Re: CephFS - How to handle "loaded dup inode" errors

Linh Vu <vul@xxxxxxxxxxxxxx> · Tue, 10 Jul 2018 01:49:27 +0000

While we're on this topic, could someone please explain to me what `cephfs-table-tool all reset inode` does? 

Does it only reset what the MDS has in its cache, and after starting up again, the MDS will read in new inode range from the metadata pool? 

If so, does it mean *before* we run `cephfs-table-tool take_inos`, we must run `cephfs-table-tool all reset inode`?

# Objective A:
Translate this sentence from the CephFS post into German: "While we're on this topic, could someone please explain to me what `cephfs-table-tool all reset inode` does?"
The CephFS post and the listing are unrelated to each other.

# Listed entries:
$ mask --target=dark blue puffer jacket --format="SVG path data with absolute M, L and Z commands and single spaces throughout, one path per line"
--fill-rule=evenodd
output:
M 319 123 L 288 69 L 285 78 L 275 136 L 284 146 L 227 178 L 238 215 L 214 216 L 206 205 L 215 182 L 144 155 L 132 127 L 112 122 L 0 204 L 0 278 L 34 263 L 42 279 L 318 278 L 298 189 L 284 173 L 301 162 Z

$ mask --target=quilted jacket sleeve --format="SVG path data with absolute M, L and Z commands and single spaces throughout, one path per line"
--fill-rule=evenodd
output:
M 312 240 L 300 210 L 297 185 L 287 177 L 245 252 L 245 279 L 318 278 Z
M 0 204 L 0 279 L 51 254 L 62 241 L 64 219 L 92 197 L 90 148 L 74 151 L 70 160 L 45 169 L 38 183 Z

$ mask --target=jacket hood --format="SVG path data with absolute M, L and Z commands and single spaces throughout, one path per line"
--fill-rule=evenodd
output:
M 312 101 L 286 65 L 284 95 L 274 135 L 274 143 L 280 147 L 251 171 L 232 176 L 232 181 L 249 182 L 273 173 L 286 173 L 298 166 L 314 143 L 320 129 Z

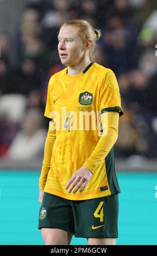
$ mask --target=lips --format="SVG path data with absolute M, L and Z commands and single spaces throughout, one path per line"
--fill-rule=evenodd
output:
M 67 56 L 67 54 L 64 53 L 60 53 L 60 56 L 61 58 L 65 58 L 66 56 Z

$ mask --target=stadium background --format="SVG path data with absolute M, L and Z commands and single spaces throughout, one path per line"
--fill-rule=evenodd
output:
M 157 244 L 157 2 L 0 1 L 0 244 L 42 245 L 38 182 L 47 84 L 64 68 L 57 33 L 71 19 L 100 28 L 96 61 L 112 69 L 125 114 L 115 147 L 119 245 Z M 86 244 L 73 238 L 71 244 Z

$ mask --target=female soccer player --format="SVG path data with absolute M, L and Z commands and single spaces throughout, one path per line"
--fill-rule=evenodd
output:
M 67 67 L 50 78 L 49 127 L 40 178 L 38 228 L 45 245 L 115 245 L 118 193 L 113 145 L 122 114 L 114 72 L 94 62 L 101 35 L 87 22 L 64 23 L 58 50 Z

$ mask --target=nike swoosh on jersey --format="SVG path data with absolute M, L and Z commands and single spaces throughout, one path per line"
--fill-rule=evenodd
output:
M 54 100 L 54 103 L 55 103 L 56 101 L 59 99 L 60 97 L 58 97 L 56 100 Z
M 92 229 L 96 229 L 96 228 L 101 228 L 101 227 L 103 227 L 104 225 L 101 225 L 101 226 L 97 226 L 97 227 L 94 227 L 94 225 L 91 227 Z

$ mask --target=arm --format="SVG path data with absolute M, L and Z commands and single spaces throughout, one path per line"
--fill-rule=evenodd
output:
M 107 115 L 107 118 L 104 117 Z M 93 173 L 99 166 L 115 143 L 118 136 L 119 113 L 116 112 L 105 112 L 101 117 L 102 135 L 89 157 L 83 164 Z M 105 121 L 107 120 L 107 121 Z
M 103 118 L 104 115 L 107 116 L 107 119 Z M 116 112 L 108 112 L 102 114 L 101 122 L 103 132 L 95 149 L 87 160 L 82 167 L 77 170 L 67 182 L 66 189 L 68 188 L 69 193 L 73 190 L 77 183 L 73 193 L 75 193 L 78 188 L 83 186 L 80 192 L 82 192 L 86 187 L 87 183 L 91 178 L 96 167 L 99 166 L 113 147 L 117 138 L 119 113 Z M 108 121 L 105 121 L 105 119 Z
M 48 174 L 50 168 L 53 146 L 56 140 L 56 131 L 51 129 L 50 124 L 51 122 L 49 122 L 49 127 L 44 146 L 44 159 L 39 179 L 39 202 L 41 204 L 42 201 L 43 190 L 46 184 Z

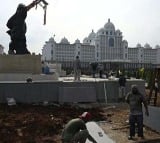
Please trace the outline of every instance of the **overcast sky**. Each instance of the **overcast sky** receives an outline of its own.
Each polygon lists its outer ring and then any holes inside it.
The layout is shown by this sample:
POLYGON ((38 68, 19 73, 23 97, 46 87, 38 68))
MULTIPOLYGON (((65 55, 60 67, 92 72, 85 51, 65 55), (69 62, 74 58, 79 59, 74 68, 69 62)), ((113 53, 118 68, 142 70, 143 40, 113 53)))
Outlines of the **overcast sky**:
MULTIPOLYGON (((56 42, 66 37, 70 43, 81 42, 97 32, 110 18, 116 29, 123 33, 129 47, 146 43, 153 48, 160 45, 160 0, 47 0, 47 24, 43 25, 43 10, 38 7, 28 12, 27 48, 41 53, 45 41, 55 35, 56 42)), ((7 20, 17 5, 28 5, 32 0, 5 0, 0 8, 0 44, 8 51, 10 37, 6 34, 7 20)))

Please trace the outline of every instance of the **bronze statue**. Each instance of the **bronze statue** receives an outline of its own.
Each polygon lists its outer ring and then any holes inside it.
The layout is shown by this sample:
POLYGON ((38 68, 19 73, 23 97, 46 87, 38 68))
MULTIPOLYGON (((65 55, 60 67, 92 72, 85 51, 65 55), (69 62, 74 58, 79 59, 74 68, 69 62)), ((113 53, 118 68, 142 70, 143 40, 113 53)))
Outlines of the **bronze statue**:
MULTIPOLYGON (((8 20, 7 27, 9 28, 9 30, 7 31, 7 33, 11 38, 11 42, 9 43, 8 54, 30 54, 26 45, 25 33, 27 30, 27 26, 25 19, 27 17, 27 12, 34 6, 37 6, 37 4, 40 4, 40 2, 43 2, 44 4, 44 6, 41 6, 45 10, 46 17, 46 8, 48 3, 45 0, 35 0, 28 6, 25 6, 24 4, 19 4, 16 13, 8 20)), ((44 24, 46 20, 45 17, 44 24)))

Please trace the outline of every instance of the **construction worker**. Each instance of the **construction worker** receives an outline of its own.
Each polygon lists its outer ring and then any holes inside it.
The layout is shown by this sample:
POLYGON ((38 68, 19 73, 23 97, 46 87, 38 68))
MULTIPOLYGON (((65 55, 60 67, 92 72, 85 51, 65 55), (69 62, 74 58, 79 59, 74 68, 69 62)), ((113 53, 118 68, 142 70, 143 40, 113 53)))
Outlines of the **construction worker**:
POLYGON ((125 101, 125 87, 126 87, 126 78, 125 76, 120 73, 119 74, 119 80, 118 80, 118 83, 119 83, 119 97, 118 97, 118 101, 119 102, 124 102, 125 101))
POLYGON ((79 56, 76 56, 74 61, 74 81, 80 81, 81 76, 81 62, 79 56))
POLYGON ((142 103, 145 107, 145 114, 149 116, 147 101, 145 97, 139 92, 137 85, 132 85, 131 92, 126 96, 126 102, 130 106, 130 134, 128 136, 129 140, 132 140, 135 136, 135 124, 137 124, 138 137, 144 138, 143 136, 143 111, 142 103))
POLYGON ((89 112, 84 112, 79 118, 70 120, 62 132, 62 143, 85 143, 89 139, 93 143, 96 141, 89 134, 86 122, 91 119, 89 112))

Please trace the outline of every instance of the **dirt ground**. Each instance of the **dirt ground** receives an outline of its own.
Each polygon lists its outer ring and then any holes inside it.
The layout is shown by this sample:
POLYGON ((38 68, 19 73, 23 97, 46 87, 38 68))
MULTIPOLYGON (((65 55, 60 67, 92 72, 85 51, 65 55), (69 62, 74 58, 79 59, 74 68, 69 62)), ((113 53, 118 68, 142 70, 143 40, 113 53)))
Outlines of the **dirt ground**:
MULTIPOLYGON (((158 106, 160 107, 160 98, 158 106)), ((93 120, 116 143, 133 143, 127 139, 129 110, 125 103, 95 108, 58 104, 0 104, 0 143, 60 143, 63 126, 84 111, 90 112, 93 120)), ((147 127, 144 127, 144 135, 146 139, 160 137, 160 133, 147 127)), ((134 142, 138 142, 137 139, 134 142)))

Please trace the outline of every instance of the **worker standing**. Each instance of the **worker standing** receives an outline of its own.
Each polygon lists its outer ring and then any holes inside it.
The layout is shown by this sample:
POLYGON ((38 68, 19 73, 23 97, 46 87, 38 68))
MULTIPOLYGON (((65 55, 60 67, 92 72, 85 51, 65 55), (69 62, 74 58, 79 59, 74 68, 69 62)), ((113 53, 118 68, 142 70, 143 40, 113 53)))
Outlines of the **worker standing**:
POLYGON ((84 112, 79 118, 70 120, 62 132, 62 143, 85 143, 86 139, 97 143, 89 134, 85 124, 90 119, 91 114, 84 112))
POLYGON ((74 61, 74 81, 80 81, 81 76, 81 62, 79 56, 76 56, 74 61))
POLYGON ((132 140, 135 136, 135 125, 138 128, 138 137, 144 138, 143 135, 143 111, 142 103, 145 107, 145 114, 149 116, 147 101, 145 97, 139 92, 137 85, 132 85, 131 92, 126 96, 126 102, 130 107, 129 124, 130 124, 130 134, 128 136, 129 140, 132 140))

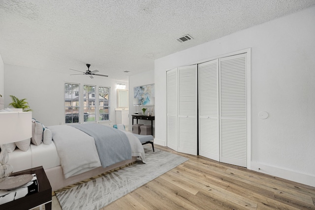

# Objective B:
In the listing, reproduce every line from the line with "mask --target=nike swoosh" up to and including the line with "M 92 229 L 96", shifting each coordinate in the answers by -149. Give only those lines.

# Final result A:
Da wir gerade bei diesem Thema sind, könnte mir bitte jemand erklären, was `cephfs-table-tool all reset inode` bewirkt?

# Final result B:
$ mask --target=nike swoosh on jersey --format="SVG path data with absolute M, L and Z commands and single spaces throughout, one path per line"
--fill-rule=evenodd
output:
M -95 -49 L -95 -46 L -94 -46 L -93 -48 L -90 -50 L -89 -52 L -91 -52 L -93 -49 Z
M -57 80 L -53 80 L -53 79 L -48 79 L -48 78 L -46 78 L -45 76 L -48 76 L -48 77 L -52 77 L -52 78 L -55 78 L -55 76 L -58 78 Z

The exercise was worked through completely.